-------- 抜粋文 --------

■基調講演「セラピー用ロボット・パロによる
ライフ・イノベーションの国際展開」
産業技術総合研究所 知能システム研究部門
主任研究員 柴田 崇徳氏
高齢化社会を迎える日本では、今後少子高齢化による介護者不足が想定され、人手不足の解消、および介護者の負担軽減のためにもロボットによる生活支援技術に対するニーズは増えていくと思われます。
産業技術総合研究所が開発したあざらし型ロボット「パロ」は、視覚・聴覚・触覚などのセンサーによって、呼びかけに応えて鳴いたり、体を動かすなど、人の反応に対応した動きをします。ちょうど赤ちゃんと同じような重さで、一つ一つ手作りされ、抱き心地や温かみなど感性に訴える部分も重視して作られたサービスロボットです。
ペットとしてだけでなく、セラピーロボットとしても、介護施設や小児病棟などに導入されています。高齢者とのふれあいのなかで表情の乏しかった方に笑顔がもどったり、パロを介して高齢者と介護者のコミュニケーションが促進されるなどの効果が確認されています。
日本だけではなく、海外でも「パロ」はセラピーロボットとしての効果を上げています。
日本や韓国ではペットとしての認識が高いのに対し、ヨーロッパでは、セラピーロボットとしての評価が高いことも特徴です。特にデンマークでは、ライセンス制度を設けるなど専門性の高い扱いをしています。このような制度もあり、ヨーロッパでは認知症の患者や高齢者へのセラピー効果が高いことが、心理的(うつの改善など)、生理的(血圧の安定や、ストレス減)、社会的(コミュニケーションの促進)な面でも実証されています。
宗教的な問題を持たない動物であることもあり(たとえば、豚が不浄とされる宗教もある)今後ますます、セラピーロボットとしての活躍の場は広がっていきそうです。

-------- 記録一覧 --------

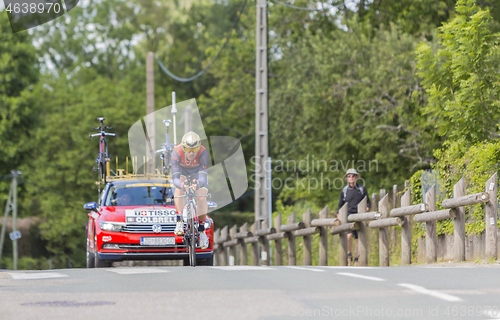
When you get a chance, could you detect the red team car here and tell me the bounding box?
[85,175,214,268]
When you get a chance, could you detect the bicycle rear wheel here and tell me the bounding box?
[188,204,196,267]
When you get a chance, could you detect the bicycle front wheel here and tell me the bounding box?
[188,204,196,267]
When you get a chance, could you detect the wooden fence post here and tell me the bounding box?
[240,222,248,266]
[250,222,259,266]
[259,220,270,266]
[453,177,464,262]
[370,193,383,211]
[337,202,348,267]
[213,229,221,266]
[378,194,389,267]
[228,225,238,266]
[318,206,328,266]
[358,197,368,266]
[401,183,411,266]
[484,172,498,259]
[288,212,297,266]
[220,226,229,266]
[274,213,283,266]
[302,209,312,266]
[391,184,398,253]
[425,185,437,263]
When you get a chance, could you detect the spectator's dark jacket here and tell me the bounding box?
[338,183,371,215]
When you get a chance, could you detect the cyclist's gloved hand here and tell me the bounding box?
[181,181,189,192]
[193,180,200,191]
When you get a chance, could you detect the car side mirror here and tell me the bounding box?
[83,202,97,211]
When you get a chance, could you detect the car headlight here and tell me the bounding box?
[99,221,124,232]
[205,219,212,230]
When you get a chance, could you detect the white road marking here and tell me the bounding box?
[398,283,462,302]
[106,267,169,274]
[9,272,69,280]
[286,266,325,272]
[211,266,275,271]
[337,272,385,281]
[321,266,376,270]
[483,307,500,320]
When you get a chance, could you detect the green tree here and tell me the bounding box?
[0,13,39,181]
[270,20,439,208]
[417,0,500,143]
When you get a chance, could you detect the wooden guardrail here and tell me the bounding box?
[214,173,498,266]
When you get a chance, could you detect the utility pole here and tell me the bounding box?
[0,181,14,266]
[144,52,156,173]
[254,0,272,229]
[0,170,21,270]
[11,170,21,270]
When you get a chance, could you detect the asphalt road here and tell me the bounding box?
[0,266,500,320]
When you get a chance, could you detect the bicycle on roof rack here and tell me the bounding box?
[89,117,116,184]
[156,120,173,176]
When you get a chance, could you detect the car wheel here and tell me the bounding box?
[94,232,110,268]
[196,255,214,266]
[87,244,95,268]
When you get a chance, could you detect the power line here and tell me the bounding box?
[271,0,342,11]
[156,0,248,82]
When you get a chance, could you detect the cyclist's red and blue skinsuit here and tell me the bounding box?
[171,144,209,189]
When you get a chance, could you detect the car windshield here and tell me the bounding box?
[104,184,174,206]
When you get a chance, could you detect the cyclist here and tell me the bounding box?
[171,131,209,250]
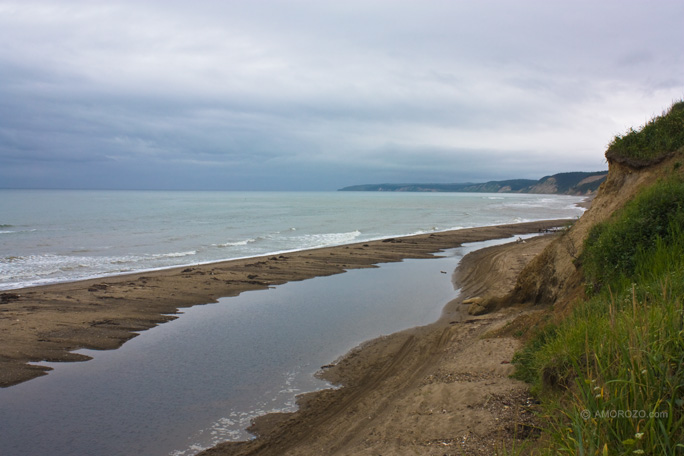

--------

課題について.
パロについての抜粋文を読み、次の問いに答えよ。
(a) パロの重さは何と同じくらいだとされているか。
(b) ヨーロッパでは、パロは何としての評価が高いとされているか。
(c) デンマークでは、どのような制度を設けているか。

回答.
(a) 赤ちゃん
(b) セラピーロボット
(c) ライセンス制度